Exercise prompt — From the forum thread on whether Dravid should stay captain, copy down word for word the passage starting at "With due respects.......Why" and ending at "was before. UNIMPRESSED.".

Page text —
++++++++
# Should Dravid remain as captain?



## Rajasekaran43 (Aug 13, 2007)

After series of blunders, do you think Dravid should continue as the captain of our cricket team?


----------



## RCuber (Aug 13, 2007)

What Blunders?


----------



## wizrulz (Aug 13, 2007)

With due respect.....U HAVE BLUNDERED IN STARTING THIS THREAD........


----------



## pannaguma (Aug 13, 2007)

as much as ganguly deserves to be captain, he can lose his batting form by becoming captain again(we will see 12 of 96 balls from him also). So for ganguly's sake dravid should remain captain. Go DADA go.


----------



## Choto Cheeta (Aug 13, 2007)

pannaguma said:
			
		

> as much as ganguly deserves to be captain, he can lose his batting form by becoming captain again(we will see 12 of 96 balls from him also). So for ganguly's sake dravid should remain captain. Go DADA go.




woah 

Cant express my feelings better than this....

yeah its better Dravid stays captain and scores 12 in 96


----------



## gaurav_indian (Aug 13, 2007)

Let this match finish.


----------



## Rajasekaran43 (Aug 14, 2007)

charangk said:
			
		

> What Blunders?



1.Declaring at Multan when sachin was playing at 194
2.Elected to bat first after winning the toss in the world cup against Bangladesh in a bowler friendly conditions
3.Not enforcing follow on when there was more than 300 run lead against England in the 3rd test



			
				wizrulz said:
			
		

> With due respect.....U HAVE BLUNDERED IN STARTING THIS THREAD........


With due respects.......Why are you a part of a blunder?


----------



## karnivore (Aug 14, 2007)

Actually i was beginning to get impressed by Rahul Dravid. But thanks to him, i remain where i was before. UNIMPRESSED.


----------



## wizrulz (Aug 14, 2007)

Rajasekaran43 said:
			
		

> 1.Declaring at Multan when sachin was playing at 194
> 2.Elected to bat first after winning the toss in the world cup against Bangladesh in a bowler friendly conditions
> 3.Not enforcing follow on when there was more than 300 run lead against England in the 3rd test
> 
> ...



So whom u want as CAPTIAN??   

1> Although a GREAT SIR MASTER BLASTER SACHIN fan......i think we won that test 
2> If we are to fear BANGLADESHI bowlers...then it was good that we lost that match....batting either 1st or second....if we had 3 great batsman.....against bangladeshi attack,...no matter where we shoudl had batted.....if u have cricketing knowledge...nither we nor bangladesh are good at chasing...so its beter they chase......and our batsmen get full confidence of playing 50 overs....which didnt happen....not ALL plans work..do they
3> WE WON THE SERIES.....


----------



## Rajasekaran43 (Aug 14, 2007)

wizrulz said:
			
		

> So whom u want as CAPTIAN??
> 
> 1> Although a GREAT SIR MASTER BLASTER SACHIN fan......i think we won that test
> 2> If we are to fear BANGLADESHI bowlers...then it was good that we lost that match....batting either 1st or second....if we had 3 great batsman.....against bangladeshi attack,...no matter where we shoudl had batted.....if u have cricketing knowledge...nither we nor bangladesh are good at chasing...so its beter they chase......and our batsmen get full confidence of playing 50 overs....which didnt happen....not ALL plans work..do they
> 3> WE WON THE SERIES.....
++++++++
Data —
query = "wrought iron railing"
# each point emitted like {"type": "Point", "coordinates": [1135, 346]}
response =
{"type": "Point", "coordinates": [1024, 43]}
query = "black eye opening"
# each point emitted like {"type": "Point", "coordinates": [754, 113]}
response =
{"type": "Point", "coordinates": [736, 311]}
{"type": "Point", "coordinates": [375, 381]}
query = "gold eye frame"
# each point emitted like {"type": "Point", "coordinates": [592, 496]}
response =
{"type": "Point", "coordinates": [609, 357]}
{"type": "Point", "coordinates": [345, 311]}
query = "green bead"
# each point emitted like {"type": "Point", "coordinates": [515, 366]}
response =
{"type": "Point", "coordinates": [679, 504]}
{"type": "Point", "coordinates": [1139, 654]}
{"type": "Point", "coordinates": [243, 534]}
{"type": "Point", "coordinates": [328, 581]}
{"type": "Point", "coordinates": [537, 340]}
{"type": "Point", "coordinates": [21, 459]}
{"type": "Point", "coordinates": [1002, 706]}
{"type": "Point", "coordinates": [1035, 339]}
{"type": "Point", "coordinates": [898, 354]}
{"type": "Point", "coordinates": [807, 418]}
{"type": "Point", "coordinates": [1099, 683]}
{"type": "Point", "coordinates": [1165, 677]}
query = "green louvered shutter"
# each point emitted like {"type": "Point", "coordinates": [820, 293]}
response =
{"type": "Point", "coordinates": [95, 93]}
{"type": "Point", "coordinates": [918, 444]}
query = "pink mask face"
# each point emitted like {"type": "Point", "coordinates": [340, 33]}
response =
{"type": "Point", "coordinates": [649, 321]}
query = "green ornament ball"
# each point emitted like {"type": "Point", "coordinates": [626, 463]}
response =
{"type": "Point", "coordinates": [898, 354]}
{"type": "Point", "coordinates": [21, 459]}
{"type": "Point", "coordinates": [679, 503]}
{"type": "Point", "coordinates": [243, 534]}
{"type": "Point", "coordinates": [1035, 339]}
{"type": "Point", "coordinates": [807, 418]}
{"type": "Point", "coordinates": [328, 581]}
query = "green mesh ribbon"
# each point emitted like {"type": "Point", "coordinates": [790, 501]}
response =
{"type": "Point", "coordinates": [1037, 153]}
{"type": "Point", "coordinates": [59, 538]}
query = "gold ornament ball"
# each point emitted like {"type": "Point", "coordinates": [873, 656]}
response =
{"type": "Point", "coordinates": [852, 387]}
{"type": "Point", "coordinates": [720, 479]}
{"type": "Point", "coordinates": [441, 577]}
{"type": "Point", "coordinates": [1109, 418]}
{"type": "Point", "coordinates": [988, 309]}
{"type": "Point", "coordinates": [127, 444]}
++++++++
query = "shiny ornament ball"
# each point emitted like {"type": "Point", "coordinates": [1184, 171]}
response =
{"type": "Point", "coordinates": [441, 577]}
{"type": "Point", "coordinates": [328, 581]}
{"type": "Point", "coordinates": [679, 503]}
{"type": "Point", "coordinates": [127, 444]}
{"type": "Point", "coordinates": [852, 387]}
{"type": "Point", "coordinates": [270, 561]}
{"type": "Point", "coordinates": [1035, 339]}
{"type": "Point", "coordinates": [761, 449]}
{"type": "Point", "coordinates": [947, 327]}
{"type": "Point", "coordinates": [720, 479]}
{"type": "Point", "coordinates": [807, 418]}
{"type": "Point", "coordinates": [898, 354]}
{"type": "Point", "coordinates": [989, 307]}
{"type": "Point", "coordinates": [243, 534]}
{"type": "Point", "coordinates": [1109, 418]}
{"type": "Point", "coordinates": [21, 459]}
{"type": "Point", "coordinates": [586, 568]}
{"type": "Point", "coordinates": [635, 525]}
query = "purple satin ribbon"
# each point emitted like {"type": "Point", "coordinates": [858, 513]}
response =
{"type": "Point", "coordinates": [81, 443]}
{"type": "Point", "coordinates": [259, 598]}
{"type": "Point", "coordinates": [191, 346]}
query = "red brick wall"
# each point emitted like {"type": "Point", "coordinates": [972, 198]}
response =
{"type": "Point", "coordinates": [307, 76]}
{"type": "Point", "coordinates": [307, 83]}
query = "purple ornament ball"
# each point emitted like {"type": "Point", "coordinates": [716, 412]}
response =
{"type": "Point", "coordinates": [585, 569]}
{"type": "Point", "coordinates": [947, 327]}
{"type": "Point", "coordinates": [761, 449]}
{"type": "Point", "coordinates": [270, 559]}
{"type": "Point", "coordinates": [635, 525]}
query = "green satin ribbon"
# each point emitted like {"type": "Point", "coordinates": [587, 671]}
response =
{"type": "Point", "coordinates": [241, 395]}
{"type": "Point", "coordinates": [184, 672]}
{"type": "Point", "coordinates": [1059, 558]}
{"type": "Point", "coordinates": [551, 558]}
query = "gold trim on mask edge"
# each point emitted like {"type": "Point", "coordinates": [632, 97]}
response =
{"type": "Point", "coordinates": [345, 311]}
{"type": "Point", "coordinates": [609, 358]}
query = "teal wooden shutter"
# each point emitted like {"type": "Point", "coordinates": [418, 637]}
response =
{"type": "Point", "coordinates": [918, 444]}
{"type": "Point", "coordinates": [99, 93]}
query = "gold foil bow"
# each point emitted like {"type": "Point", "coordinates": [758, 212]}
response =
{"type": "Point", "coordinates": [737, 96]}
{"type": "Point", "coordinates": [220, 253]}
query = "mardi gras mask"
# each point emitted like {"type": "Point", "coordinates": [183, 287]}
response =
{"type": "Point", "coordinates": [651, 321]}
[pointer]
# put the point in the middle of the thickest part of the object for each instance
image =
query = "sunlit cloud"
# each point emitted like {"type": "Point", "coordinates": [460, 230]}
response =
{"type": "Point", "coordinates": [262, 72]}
++++++++
Task result —
With due respects.......Why are you a part of a blunder?


----------



## karnivore (Aug 14, 2007)

Actually i was beginning to get impressed by Rahul Dravid. But thanks to him, i remain where i was before. UNIMPRESSED.